• _Stated problem_
Rewrite the records below, replacing "even-odd rule" with "nonzero winding rule" and keeping everything else the same. Leave the pictures out of your answer.

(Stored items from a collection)

========================

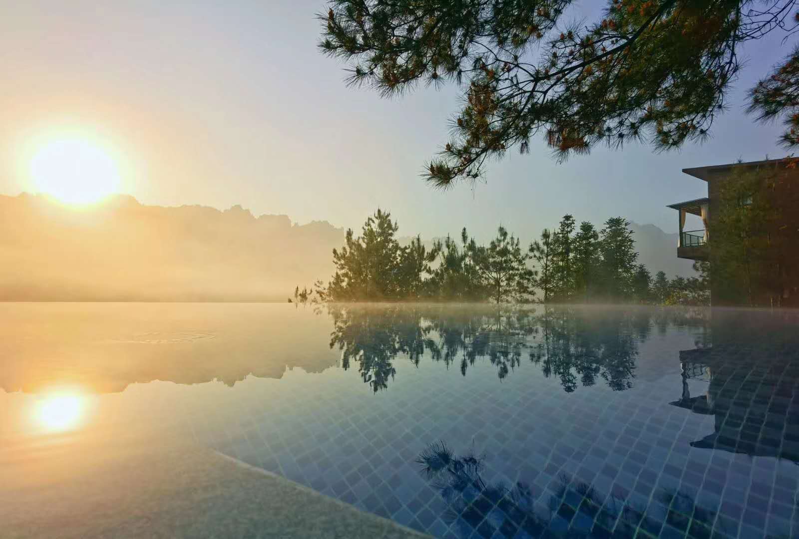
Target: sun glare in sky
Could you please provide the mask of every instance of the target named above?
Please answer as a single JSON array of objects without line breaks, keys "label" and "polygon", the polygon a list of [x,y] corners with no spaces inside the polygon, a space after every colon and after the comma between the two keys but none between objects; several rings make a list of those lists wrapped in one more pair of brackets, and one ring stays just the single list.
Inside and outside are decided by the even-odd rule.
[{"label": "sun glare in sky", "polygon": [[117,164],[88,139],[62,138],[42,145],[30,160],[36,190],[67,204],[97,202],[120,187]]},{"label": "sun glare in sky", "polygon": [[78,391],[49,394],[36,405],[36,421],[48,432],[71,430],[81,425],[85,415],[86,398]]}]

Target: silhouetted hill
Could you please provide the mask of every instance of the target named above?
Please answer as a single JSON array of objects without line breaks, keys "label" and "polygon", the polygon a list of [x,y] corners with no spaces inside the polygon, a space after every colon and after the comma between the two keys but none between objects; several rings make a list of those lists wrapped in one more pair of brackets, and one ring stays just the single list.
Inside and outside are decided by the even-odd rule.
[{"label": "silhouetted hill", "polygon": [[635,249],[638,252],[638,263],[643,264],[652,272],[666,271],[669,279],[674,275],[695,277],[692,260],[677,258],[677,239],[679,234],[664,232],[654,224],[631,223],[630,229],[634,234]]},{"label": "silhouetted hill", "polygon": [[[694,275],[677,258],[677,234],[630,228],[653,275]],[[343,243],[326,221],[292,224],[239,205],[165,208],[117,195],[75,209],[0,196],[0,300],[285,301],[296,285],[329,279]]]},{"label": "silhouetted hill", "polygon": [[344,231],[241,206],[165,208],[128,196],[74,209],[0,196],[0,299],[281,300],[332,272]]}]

========================

• _Answer to this task_
Target: sun glare in sky
Could you please provide the mask of every instance of the target named above?
Please answer as a single JSON array of objects without line breaks, keys "label" and "polygon", the polygon a list of [x,y] corners with no spaces inside the polygon, a space after every colon and after the comma between the two keys but none between objects; several rings make a list of those lists wrapped in one more pair of brackets, and one ring stays just the single list.
Inside and outside are decided by the nonzero winding rule.
[{"label": "sun glare in sky", "polygon": [[117,164],[88,139],[62,138],[42,145],[30,160],[36,190],[67,204],[97,202],[120,187]]},{"label": "sun glare in sky", "polygon": [[78,391],[49,394],[36,405],[36,421],[48,432],[71,430],[81,425],[85,415],[86,398]]}]

Target: silhouetted hill
Could you please provide the mask of every instance of the target named above?
Please answer as a single JSON array of objects without line breaks, keys "label" and "polygon", the polygon a list of [x,y] corners with no spaces inside the polygon, a space after every colon and after the comma between the two keys but none between objects; several rings make a list of those lists wrapped in one more pair of brackets, and one ring stays just the single list.
Inside and outside are decided by the nonzero winding rule.
[{"label": "silhouetted hill", "polygon": [[635,249],[638,252],[638,263],[643,264],[652,272],[666,271],[669,279],[674,275],[695,277],[692,260],[677,258],[677,239],[679,234],[664,232],[654,224],[631,223],[630,229],[634,234]]},{"label": "silhouetted hill", "polygon": [[[694,275],[677,258],[677,234],[630,228],[653,275]],[[343,243],[326,221],[292,224],[239,205],[165,208],[117,195],[75,209],[0,196],[0,300],[285,301],[296,285],[329,279]]]},{"label": "silhouetted hill", "polygon": [[344,231],[241,206],[165,208],[128,196],[74,209],[0,196],[0,299],[281,300],[332,272]]}]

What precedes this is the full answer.